Saturday, May 16, 2015

Author-to-Author: Using Goodreads @HelenaFairfax #MFRWauthor

How to use Goodreads as an Author
Earlier this year Harper Collins and Harlequin held an online Romance Festival (http://romance-festival.com/) in the UK. One of the topics discussed was how to make better use of Goodreads as an author. I already have a Goodreads author page  - CLICK HERE. Feel free to friend or follow me. I list all my books read. I have over a hundred reviews of my books with an average rating of 4.5, which “isn’t too shabby,” as my nephew would say. I also love adding and rating books I’ve read myself, too, and checking out other listings and reviews. Apart from that, though, I don’t connect with people as I should, and I’m sure I could make better use of Goodreads.

During the Romance Festival, Cynthia Shannon, marketing co-ordinator at Goodreads, answered questions live in this post on Facebook - CLICK HERE, and Goodreads librarian, Julie Whitely wrote an excellent post on Understanding Goodreads for the Romance Festival blog.

What I learned from both was invaluable, and I’m determined to start using Goodreads much more productively.

Here are the main facts/tips I came away with:
Goodreads is used by an incredible 25 million readers. That’s a phenomenal audience of people who love books, who are looking for great books to read, and who are discussing and debating new releases.
Goodreads has had a bad press in some quarters for allowing trolling and author bullying.  In my limited experience so far, though, people have reached out to me and been willing to make friends and discuss books. Of course there are the exceptions, unfortunately, but as Julie Whitely points out, “Any site that encourages readers to read more and get involved can’t be all bad.”
Goodreads is a reader site – it’s not there for author promo. But if I want to promote my own book, how do I go about it? One suggestion was to choose a few reader groups, join them, and more or less promote by stealth. I feel quite uncomfortable doing this! I’d sooner just join reader groups and be me – a reader who writes romance novels. So if anyone reading this post has any suggestions for groups I’d enjoy, I’d love to hear from you!

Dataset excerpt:
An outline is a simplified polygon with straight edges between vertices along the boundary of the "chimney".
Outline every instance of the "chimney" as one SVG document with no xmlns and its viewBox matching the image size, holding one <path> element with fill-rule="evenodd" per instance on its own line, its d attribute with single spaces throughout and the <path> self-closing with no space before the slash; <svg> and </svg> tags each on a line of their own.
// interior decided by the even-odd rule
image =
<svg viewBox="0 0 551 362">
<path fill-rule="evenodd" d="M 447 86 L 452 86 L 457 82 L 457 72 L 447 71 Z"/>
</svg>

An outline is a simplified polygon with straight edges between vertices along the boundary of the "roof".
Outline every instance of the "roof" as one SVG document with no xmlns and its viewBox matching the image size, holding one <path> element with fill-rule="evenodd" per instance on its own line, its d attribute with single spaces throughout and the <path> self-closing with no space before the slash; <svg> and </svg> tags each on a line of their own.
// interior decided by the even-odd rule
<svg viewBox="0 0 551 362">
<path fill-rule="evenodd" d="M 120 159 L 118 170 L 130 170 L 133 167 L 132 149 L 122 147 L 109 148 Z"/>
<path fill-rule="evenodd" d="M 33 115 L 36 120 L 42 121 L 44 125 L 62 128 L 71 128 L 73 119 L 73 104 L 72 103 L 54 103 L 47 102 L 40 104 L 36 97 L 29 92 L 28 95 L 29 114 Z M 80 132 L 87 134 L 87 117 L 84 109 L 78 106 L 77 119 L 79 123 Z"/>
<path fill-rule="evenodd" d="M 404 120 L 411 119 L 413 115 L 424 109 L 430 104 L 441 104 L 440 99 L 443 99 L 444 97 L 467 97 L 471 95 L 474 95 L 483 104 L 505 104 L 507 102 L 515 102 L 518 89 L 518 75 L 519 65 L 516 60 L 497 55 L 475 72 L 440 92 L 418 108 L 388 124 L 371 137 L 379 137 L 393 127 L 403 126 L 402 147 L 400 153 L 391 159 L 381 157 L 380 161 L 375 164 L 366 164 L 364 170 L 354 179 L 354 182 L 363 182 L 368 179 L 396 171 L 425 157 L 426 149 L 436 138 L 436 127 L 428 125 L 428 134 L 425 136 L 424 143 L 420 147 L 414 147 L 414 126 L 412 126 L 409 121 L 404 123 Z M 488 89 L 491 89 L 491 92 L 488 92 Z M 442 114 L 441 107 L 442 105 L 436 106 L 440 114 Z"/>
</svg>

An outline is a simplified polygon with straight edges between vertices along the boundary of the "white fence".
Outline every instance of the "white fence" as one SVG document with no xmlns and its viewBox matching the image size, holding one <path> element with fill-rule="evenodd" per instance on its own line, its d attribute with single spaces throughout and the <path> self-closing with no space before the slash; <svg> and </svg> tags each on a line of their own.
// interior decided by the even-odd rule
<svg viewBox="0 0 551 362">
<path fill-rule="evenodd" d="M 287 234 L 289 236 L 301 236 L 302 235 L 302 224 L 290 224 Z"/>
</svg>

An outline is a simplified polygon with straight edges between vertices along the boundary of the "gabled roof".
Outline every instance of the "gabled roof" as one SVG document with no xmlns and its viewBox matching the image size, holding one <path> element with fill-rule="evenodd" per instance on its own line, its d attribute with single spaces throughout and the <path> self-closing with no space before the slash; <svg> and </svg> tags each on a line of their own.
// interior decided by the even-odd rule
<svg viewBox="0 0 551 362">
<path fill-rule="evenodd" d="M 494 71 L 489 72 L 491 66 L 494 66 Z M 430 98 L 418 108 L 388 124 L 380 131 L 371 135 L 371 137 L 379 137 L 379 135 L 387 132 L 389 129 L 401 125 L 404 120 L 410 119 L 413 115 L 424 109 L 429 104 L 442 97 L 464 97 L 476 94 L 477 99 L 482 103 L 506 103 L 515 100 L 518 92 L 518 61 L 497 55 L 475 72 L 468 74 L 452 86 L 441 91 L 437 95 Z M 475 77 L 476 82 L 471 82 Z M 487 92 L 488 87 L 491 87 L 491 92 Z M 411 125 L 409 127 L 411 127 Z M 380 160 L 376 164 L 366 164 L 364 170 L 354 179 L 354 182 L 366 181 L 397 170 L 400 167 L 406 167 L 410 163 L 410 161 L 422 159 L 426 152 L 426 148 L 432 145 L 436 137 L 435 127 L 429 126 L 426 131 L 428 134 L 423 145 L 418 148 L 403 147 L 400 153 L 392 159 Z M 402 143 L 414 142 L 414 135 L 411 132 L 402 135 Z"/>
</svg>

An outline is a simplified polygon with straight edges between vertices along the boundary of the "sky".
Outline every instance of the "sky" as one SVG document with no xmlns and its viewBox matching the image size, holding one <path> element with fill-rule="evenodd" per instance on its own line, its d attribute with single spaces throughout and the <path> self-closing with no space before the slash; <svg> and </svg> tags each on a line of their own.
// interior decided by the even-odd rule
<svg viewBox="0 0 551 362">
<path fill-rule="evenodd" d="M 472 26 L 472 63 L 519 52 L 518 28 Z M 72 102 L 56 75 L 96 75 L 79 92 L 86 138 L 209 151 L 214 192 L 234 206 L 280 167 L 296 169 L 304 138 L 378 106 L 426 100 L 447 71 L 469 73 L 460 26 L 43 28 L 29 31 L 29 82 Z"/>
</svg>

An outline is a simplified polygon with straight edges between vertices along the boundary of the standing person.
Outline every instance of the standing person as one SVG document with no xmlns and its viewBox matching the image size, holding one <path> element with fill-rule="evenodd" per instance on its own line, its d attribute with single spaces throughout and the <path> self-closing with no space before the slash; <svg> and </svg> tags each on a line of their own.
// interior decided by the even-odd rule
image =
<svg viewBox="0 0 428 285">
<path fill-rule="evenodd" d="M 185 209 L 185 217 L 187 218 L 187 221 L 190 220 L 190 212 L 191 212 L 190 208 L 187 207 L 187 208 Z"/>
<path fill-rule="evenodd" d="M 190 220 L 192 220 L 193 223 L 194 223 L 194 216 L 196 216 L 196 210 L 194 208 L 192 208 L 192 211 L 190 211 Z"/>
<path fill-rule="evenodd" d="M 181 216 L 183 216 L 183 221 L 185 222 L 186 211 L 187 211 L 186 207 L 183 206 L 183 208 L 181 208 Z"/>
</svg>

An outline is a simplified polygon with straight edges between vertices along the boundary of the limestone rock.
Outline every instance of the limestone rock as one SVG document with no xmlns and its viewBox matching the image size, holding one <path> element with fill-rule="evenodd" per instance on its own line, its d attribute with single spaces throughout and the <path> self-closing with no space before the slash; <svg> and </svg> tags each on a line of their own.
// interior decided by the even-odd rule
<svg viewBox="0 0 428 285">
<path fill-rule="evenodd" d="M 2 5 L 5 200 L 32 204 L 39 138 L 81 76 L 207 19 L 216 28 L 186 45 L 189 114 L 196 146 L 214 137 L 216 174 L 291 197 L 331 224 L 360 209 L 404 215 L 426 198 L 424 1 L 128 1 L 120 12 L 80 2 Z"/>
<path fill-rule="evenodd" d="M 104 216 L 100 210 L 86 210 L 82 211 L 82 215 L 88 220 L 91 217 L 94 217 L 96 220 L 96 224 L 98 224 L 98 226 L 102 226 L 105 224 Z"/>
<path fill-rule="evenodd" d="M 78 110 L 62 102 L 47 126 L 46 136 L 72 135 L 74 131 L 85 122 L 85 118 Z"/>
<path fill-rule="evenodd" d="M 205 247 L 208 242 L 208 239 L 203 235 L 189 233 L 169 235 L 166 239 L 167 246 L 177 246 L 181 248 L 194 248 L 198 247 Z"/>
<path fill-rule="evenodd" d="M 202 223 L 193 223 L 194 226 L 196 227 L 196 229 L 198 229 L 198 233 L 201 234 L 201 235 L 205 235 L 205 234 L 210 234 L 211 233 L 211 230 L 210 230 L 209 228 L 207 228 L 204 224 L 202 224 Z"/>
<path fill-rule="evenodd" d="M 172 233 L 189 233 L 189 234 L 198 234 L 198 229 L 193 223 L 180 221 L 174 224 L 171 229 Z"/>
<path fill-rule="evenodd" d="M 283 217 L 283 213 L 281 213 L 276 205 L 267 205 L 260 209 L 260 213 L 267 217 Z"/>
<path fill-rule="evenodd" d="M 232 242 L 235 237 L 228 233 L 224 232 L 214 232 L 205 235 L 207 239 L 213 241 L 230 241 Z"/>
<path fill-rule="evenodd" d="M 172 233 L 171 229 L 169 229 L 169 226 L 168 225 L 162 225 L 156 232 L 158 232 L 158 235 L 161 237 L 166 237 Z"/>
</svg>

WORK TO COMPLETE>
1. Repeat everything in the Goodreads post from "Goodreads has had" down to "hear from you!".
2. According to the Goodreads post, how many readers use Goodreads?
The items have no connection to the Goodreads post and are separate material.

TASK-BY-TASK RESULTS>
1.
Goodreads has had a bad press in some quarters for allowing trolling and author bullying.  In my limited experience so far, though, people have reached out to me and been willing to make friends and discuss books. Of course there are the exceptions, unfortunately, but as Julie Whitely points out, “Any site that encourages readers to read more and get involved can’t be all bad.”
Goodreads is a reader site – it’s not there for author promo. But if I want to promote my own book, how do I go about it? One suggestion was to choose a few reader groups, join them, and more or less promote by stealth. I feel quite uncomfortable doing this! I’d sooner just join reader groups and be me – a reader who writes romance novels. So if anyone reading this post has any suggestions for groups I’d enjoy, I’d love to hear from you!

2. 25 million readers.